Stored data:
# # # #

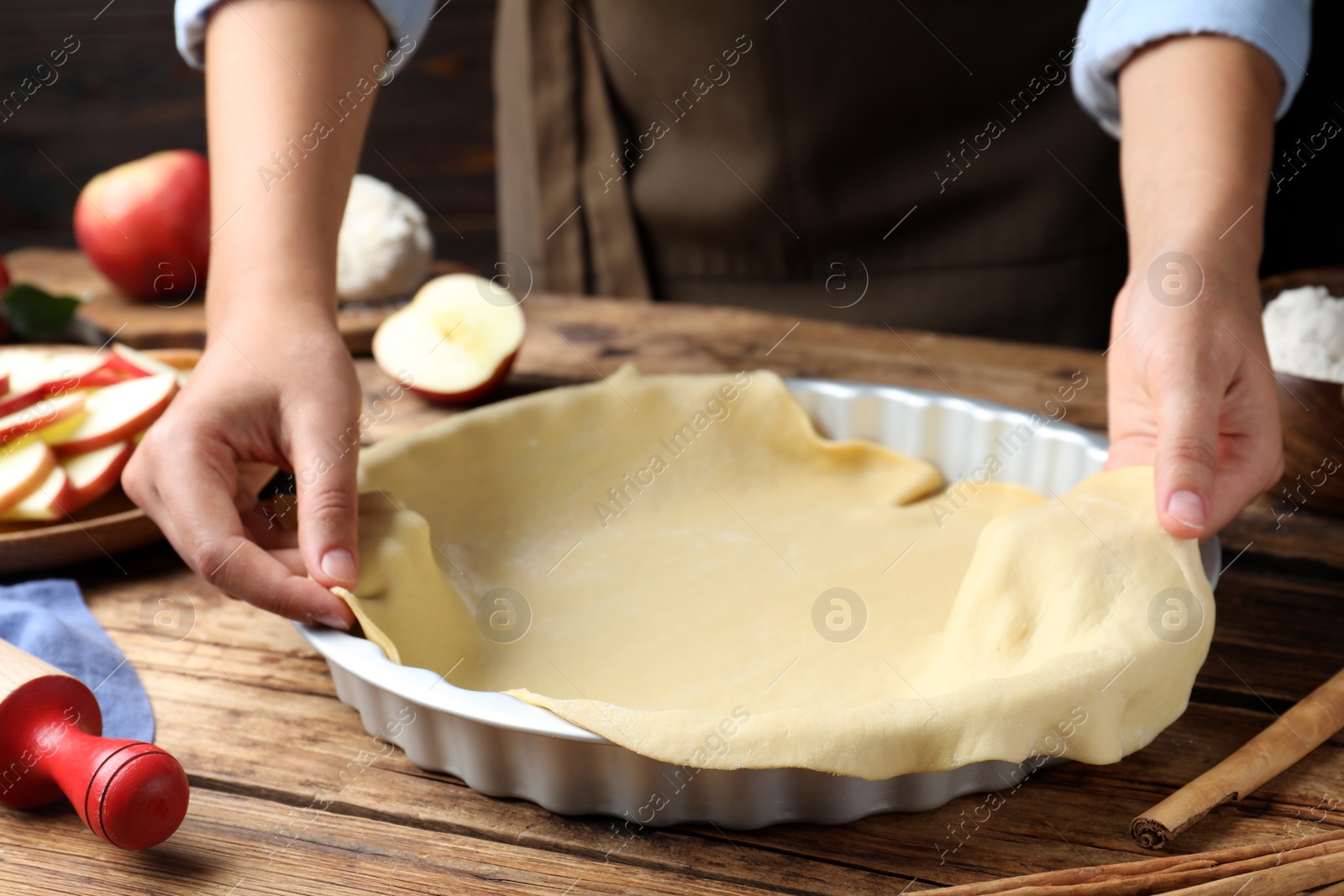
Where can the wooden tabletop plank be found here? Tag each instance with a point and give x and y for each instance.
(245, 685)
(250, 710)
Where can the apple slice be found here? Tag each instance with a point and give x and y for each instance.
(44, 504)
(120, 411)
(37, 374)
(94, 473)
(454, 342)
(24, 466)
(40, 417)
(145, 364)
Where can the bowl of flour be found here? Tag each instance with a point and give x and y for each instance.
(1304, 331)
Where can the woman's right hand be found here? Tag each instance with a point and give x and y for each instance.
(276, 392)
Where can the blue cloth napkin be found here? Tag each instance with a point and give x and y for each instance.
(49, 620)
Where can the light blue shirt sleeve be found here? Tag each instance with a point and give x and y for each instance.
(407, 23)
(1115, 29)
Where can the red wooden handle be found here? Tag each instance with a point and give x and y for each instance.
(132, 794)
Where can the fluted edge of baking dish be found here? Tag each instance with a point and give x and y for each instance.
(503, 747)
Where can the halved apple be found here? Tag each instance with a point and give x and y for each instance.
(94, 473)
(24, 465)
(49, 418)
(450, 344)
(120, 411)
(46, 503)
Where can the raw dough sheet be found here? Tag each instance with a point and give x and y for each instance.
(683, 566)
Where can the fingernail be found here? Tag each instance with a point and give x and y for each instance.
(339, 564)
(1189, 508)
(331, 621)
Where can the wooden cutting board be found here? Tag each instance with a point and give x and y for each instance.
(141, 324)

# # # #

## WORK INSTRUCTIONS
Return, word for word, every line from the line with "Where can the wooden cutting" to the final line of the data.

## RESPONSE FOR THIS EXERCISE
Where can the wooden cutting board be found here? Tag each instance with a point and give x and y for each instance.
(141, 324)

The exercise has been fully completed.